Stored data entries
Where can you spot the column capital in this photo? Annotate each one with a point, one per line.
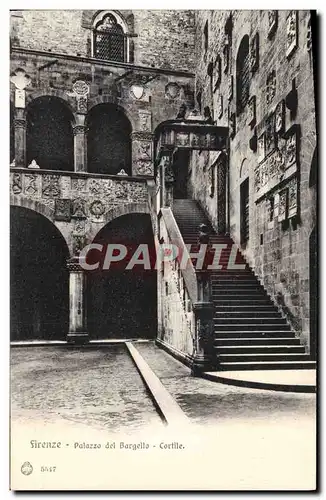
(20, 123)
(79, 129)
(74, 266)
(142, 136)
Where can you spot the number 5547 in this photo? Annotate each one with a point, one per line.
(45, 468)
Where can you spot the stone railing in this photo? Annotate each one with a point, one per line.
(78, 203)
(187, 313)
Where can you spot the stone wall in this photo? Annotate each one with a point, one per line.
(78, 204)
(164, 38)
(281, 203)
(146, 97)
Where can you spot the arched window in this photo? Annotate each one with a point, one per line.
(243, 74)
(108, 140)
(50, 139)
(109, 38)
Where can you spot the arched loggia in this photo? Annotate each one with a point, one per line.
(122, 303)
(39, 293)
(49, 138)
(108, 140)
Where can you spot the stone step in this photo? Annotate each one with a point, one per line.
(237, 285)
(272, 325)
(264, 341)
(268, 365)
(249, 334)
(267, 357)
(260, 321)
(253, 293)
(235, 315)
(262, 349)
(219, 300)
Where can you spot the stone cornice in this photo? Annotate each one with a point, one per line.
(100, 62)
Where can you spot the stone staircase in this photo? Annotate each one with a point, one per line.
(250, 331)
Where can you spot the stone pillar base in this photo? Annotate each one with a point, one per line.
(78, 338)
(202, 363)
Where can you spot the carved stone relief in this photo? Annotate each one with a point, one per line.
(280, 118)
(272, 22)
(17, 183)
(79, 242)
(254, 53)
(79, 227)
(230, 88)
(232, 124)
(30, 181)
(172, 90)
(78, 208)
(281, 164)
(50, 186)
(217, 72)
(62, 209)
(261, 148)
(283, 205)
(145, 120)
(291, 32)
(144, 167)
(226, 55)
(270, 87)
(97, 208)
(78, 185)
(270, 136)
(252, 111)
(80, 91)
(293, 198)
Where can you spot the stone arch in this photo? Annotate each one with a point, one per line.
(122, 302)
(69, 102)
(114, 213)
(40, 208)
(39, 276)
(88, 17)
(242, 74)
(244, 168)
(109, 140)
(112, 99)
(313, 174)
(49, 133)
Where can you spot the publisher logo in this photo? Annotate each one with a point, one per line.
(26, 468)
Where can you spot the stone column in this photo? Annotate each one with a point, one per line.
(167, 181)
(203, 358)
(142, 153)
(80, 156)
(204, 317)
(20, 125)
(77, 303)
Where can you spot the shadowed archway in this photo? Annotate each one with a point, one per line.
(49, 137)
(39, 296)
(122, 303)
(108, 140)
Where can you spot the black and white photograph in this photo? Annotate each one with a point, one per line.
(163, 249)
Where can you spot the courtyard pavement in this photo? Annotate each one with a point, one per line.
(238, 438)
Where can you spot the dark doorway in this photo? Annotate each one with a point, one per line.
(180, 171)
(244, 212)
(50, 138)
(122, 303)
(108, 140)
(313, 291)
(221, 195)
(12, 132)
(39, 295)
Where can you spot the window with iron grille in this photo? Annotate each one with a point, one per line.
(243, 74)
(110, 41)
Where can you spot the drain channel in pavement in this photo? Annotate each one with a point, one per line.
(98, 387)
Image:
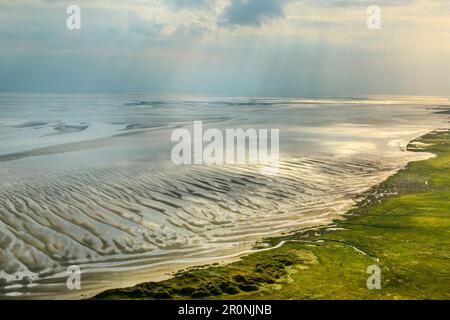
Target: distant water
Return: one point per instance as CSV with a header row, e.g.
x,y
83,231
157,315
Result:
x,y
87,180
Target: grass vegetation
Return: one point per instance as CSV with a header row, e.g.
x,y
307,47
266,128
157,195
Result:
x,y
401,225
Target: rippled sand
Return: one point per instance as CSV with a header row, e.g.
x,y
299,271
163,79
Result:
x,y
60,207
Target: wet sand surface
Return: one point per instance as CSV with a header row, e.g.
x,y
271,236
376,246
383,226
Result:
x,y
88,181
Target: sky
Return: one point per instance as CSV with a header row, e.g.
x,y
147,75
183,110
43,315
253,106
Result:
x,y
239,47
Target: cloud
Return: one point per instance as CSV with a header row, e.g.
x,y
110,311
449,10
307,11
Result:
x,y
253,12
190,4
196,28
143,27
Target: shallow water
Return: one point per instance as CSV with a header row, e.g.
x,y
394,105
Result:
x,y
88,181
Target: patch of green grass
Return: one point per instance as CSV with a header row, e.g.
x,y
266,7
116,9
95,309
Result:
x,y
401,225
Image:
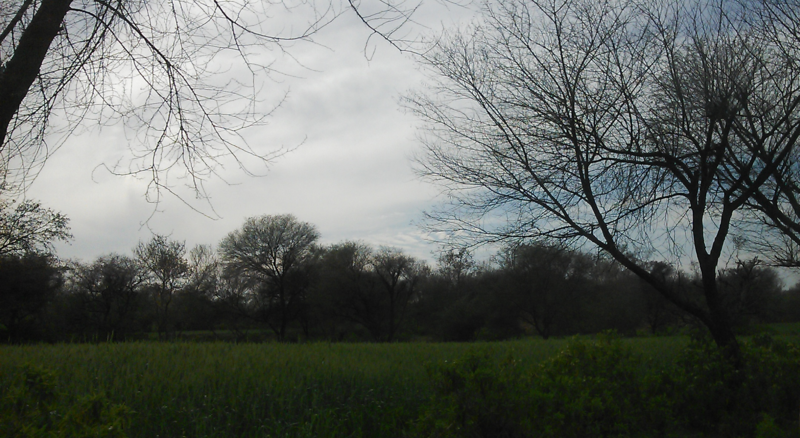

• _WHAT IS NEEDED_
The records need to be restated word for word, minus any images.

• _OUTPUT BELOW_
Where can you spot the column capital in this photo? Annotate each one with a point, one per line.
(20, 123)
(79, 129)
(74, 266)
(142, 136)
Where can you spot the number 5547 in this photo? Annotate each one with a point, one per line.
(45, 468)
Where can you spot the stone railing in this photo? Annotate each one with a point, one per line.
(78, 203)
(187, 313)
Where can you spot the stone wall in this photo? Annotate each one with a point, one per line.
(78, 204)
(164, 38)
(281, 203)
(146, 97)
Where can you spot the arched window in this photo? Annotate each one with a point, one per line.
(243, 74)
(108, 140)
(50, 139)
(109, 38)
Where can you spot the arched loggia in this photo? Annotate each one with a point, one per line.
(122, 303)
(39, 293)
(49, 138)
(108, 140)
Where can you spot the stone step in this photo? Annotate each one with a point, one per line.
(237, 285)
(272, 325)
(264, 341)
(268, 365)
(249, 334)
(267, 357)
(260, 321)
(253, 293)
(235, 315)
(262, 349)
(219, 300)
Where can you spot the stone cornice in this photo? Annotate each one with a point, one per line.
(100, 62)
Where can you spot the stone staircase in this photo? Annotate each one with a point, one per line.
(250, 331)
Where can you spot the stone pillar base in this photo? Annotate each one with a point, one per line.
(78, 338)
(202, 363)
Where can you spot the carved stone relief in this photo? Annotate each one with a point, one per line.
(280, 118)
(272, 22)
(17, 183)
(79, 242)
(254, 53)
(79, 227)
(230, 88)
(232, 124)
(30, 181)
(172, 90)
(78, 208)
(281, 164)
(50, 186)
(217, 72)
(62, 209)
(261, 148)
(283, 205)
(145, 120)
(291, 32)
(144, 167)
(226, 55)
(270, 87)
(97, 208)
(78, 185)
(270, 136)
(252, 111)
(80, 91)
(293, 198)
Where can you spot the stone arch in this photo? Annotate each one with a point, one per line.
(122, 302)
(69, 102)
(114, 213)
(40, 208)
(39, 276)
(88, 17)
(242, 74)
(244, 168)
(109, 140)
(112, 99)
(313, 174)
(49, 133)
Where can you spot the publisher logo in this photo? Annotate each one with a point, one per line.
(26, 468)
Where can you spot the stone column in this photo? Annotate each one with a point, one per line.
(167, 181)
(203, 358)
(142, 153)
(80, 156)
(204, 317)
(20, 125)
(77, 303)
Where can you spot the shadowed archway in this photo? Annotate each one with a point, one per line.
(49, 137)
(39, 296)
(122, 303)
(108, 140)
Where can you spot the black and white photograph in this photo? Annotate each one with a point, one per line.
(163, 249)
Where can you spot the courtyard pavement in this photo? Annotate each one with a point, one per line.
(238, 438)
Where can you spot the dark doorway in this photo? Annotate each one with a point, one per line.
(180, 171)
(244, 212)
(50, 138)
(122, 303)
(108, 140)
(313, 291)
(221, 195)
(12, 132)
(39, 295)
Where can you spot the window with iron grille in this photo? Annotate each one with a point, one per line.
(243, 74)
(110, 41)
Where can you spot the drain channel in pavement in this photo? Annotate each one with a point, one per line.
(98, 387)
Image:
Target: distant water
Return: one point per instance as CSV with a header row, e.g.
x,y
83,231
157,315
Result:
x,y
87,180
Target: grass vegetation
Return: one point per instance as CSV with a header row, e.g.
x,y
307,47
266,128
157,195
Result:
x,y
401,225
Target: rippled sand
Return: one point per instance as CSV with a header row, e.g.
x,y
299,271
163,79
Result:
x,y
60,207
Target: wet sand surface
Return: one point per instance as CSV with a header row, e.g.
x,y
271,236
376,246
383,226
Result:
x,y
88,181
Target: sky
Return: one point per instance as CSV with a header row, e.g.
x,y
147,75
183,110
43,315
253,106
Result:
x,y
239,47
Target: cloud
Return: one point per instance as CSV with a header row, e.g.
x,y
110,311
449,10
307,11
Result:
x,y
253,12
190,4
196,28
143,27
Target: shallow water
Return: one point per instance as CSV with a header row, e.g.
x,y
394,105
Result:
x,y
88,181
Target: patch of green grass
Return: one point per instance as CSV with a header row, e.g.
x,y
266,7
116,9
95,309
Result:
x,y
401,225
Image:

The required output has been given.